Write the next part of the article on using Ludicolo in VGC, starting right after its last sentence.

Page text »
* START *

Obligatory Term/Abbreviation Dump
For those new to the scene, here are a couple terms and abbreviations I throw around in this post:
SpAtk/SpDef - Special Attack/Defense
PDon, The Don – Primal Groudon
POgre – Primal Kyogre
M-[Pokémon] - Mega [Pokémon]
T(#) - Turn #, i.e. the #th turn of the game
The Subject
Legen... Wait for it... Dary.
Source: John McDevitt and Scott Mitchell, https://www.readysoupcomic.com/
#272 Ludicolo
Species: Carefree
Type: Grass, Water
Abilities: Rain Dish, Swift Swim, Own Tempo (Hidden)
Weaknesses: Flying, Poison, Bug
Evolves from: Lombre (Water Stone)
Height: 1.5 m
Weight: 55 kg
Tier: NU (Usage)
Battle Spot Season 14 (VGC) Usage: 0.594% (174th) [Data taken from the Pokemon Global Link website)
Base Stats (range @ Lv50)
HP: 80 (140-187)
Attack: 70 (67-134)
Defense: 70 (67-134)
SpAtk: 90 (85-165)
SpDef: 100 (94-167)
Speed: 70 (67-134)
Total: 480
Ludicolo's niche in VGC, a meta filled to the brim with Primals, Xerneas, and Fake Out spamming, comes from its great defensive typing and situational access to the fastest Fake Out in the game due to its ability. Its typing leaves it with weaknesses to the very rare Poison and Bug types, and the all too common Flying type. However, it is neutral to Fire, Ground, Ice, and Fairy, and double-resists Water and Steel. Given that those six and Flying are the only type of attacks that you really see in this tier, his is a good thing. It has a passable movepool with access to Fake Out, Icy Wind, Focus Blast, both STABs, and that one move that almost every non-Magikarp Water type in the game gets (Ice Beam). It has relatively low stats; the 100 in SpDef being the only useful one and 70 in Speed being the low point of a sweeper. However, the ability Swift Swim corrects this by doubling its Speed in Rain, and Perma-weather exists through the Primals in VGC. I wonder where I could be going with this?
The Set
Kyogre's New Best Friend!
Ludicolo @ Assault Vest
Ability: Swift Swim
Level: 50
EVs: 252 HP / 116 SpA / 24 SpD / 116 Spe
Calm Nature
- Fake Out
- Scald/Surf/Hydro Pump
- Grass Knot/Focus Blast/Ice Beam
- Icy Wind
Fuhohoho! Assault Vest is the grooviest item in the entire freaking game. It gives an instant +1 to SpDef with the only downside being the inability to use status moves. But let's be honest, why would one use status when one could simply knock their opponents over with Ludicolo's elegant steps?
This set is an adaptation of one I found on the interwebs made by Nugget Bridge user Arch11Heretic. With an Assault Vest and this being VGC, Ludicolo can tank a lot of stuff. With the stated investment, you are guaranteed to survive a +2 Fairy Aura Xerneas' Moonblast or a max power Sun-boosted Eruption from The Don. Sure you can't switch into them, but if Ludicolo is switching into a +2 Xerneas you lost the beat somewhere (probably where you let the Deer God get a Geomancy off).

* END *

Data section »
* START *

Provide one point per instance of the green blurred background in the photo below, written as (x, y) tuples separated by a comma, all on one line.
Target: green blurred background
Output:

* END *
* START *

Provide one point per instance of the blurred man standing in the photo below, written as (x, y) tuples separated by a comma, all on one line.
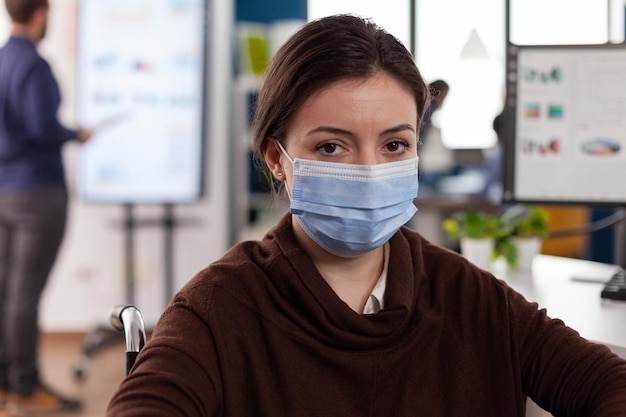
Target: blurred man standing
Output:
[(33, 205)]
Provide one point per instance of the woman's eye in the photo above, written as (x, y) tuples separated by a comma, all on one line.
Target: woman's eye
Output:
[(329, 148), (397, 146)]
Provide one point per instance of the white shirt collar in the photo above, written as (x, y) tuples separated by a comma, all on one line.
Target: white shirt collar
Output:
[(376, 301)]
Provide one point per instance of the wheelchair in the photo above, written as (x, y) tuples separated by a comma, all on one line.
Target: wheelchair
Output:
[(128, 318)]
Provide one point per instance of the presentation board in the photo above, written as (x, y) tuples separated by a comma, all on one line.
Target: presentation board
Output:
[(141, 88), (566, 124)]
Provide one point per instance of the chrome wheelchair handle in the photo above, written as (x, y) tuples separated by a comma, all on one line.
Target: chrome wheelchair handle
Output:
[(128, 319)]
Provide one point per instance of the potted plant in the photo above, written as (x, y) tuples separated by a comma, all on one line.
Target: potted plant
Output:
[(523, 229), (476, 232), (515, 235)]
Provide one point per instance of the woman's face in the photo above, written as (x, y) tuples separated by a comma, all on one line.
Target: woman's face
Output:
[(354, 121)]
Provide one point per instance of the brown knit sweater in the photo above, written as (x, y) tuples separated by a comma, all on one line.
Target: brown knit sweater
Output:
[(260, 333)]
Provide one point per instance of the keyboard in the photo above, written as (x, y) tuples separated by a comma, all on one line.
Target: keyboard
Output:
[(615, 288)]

* END *
* START *

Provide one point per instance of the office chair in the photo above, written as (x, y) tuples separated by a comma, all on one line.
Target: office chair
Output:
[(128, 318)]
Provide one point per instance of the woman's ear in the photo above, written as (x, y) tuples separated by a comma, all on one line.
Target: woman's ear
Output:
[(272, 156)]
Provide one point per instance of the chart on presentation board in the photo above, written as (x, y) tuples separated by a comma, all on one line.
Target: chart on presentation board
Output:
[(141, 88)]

* END *

Reply to the exercise »
The 116 Speed EVs put you at 105, which becomes 210 in rain. This is important because some annoying Smeargle like to run Choice Scarf, which caps out at 209 after the adjustment and is just about the fastest thing in this tier (bar rare Scarf users, Post-Geomancy Xerneas, and Timid M-Mewtwo Y).
Fake Out is the 2nd most important attack in this tier (Protect is the 1st). It can only be used on the first turn after the user has switched into battle. It has a low base power, but +3 Priority (faster than Extremespeed, slower than Protect) and a 100% chance to Flinch your opponent. With so many Pokémon using Fake Out, the priority boost is neutralized and who actually gets to use Fake Out comes down to speed. Swift Swim Ludicolo is faster than any other Fake Out user (bar Scarf Liepard or Weavile). This can blow up your opponent's momentum, giving Ludicolo's partner, which is almost always Primal Kyogre, a free attack. Did I forget to mention that having Ludicolo out without Kyogre is a big no-no? Well now I did.
Icy Wind hits both enemies and has a 100% chance to slow them by 1 stage if it hits (95% accuracy). It provides something known as Speed Control. This is important for making things that are annoying to your friendly neighborhood oversized whale (POgre) slower than said friendly neighborhood oversized whale. For our current purpose, this consists of The Don, M-Salamence, and M-Rayquaza. More on this later.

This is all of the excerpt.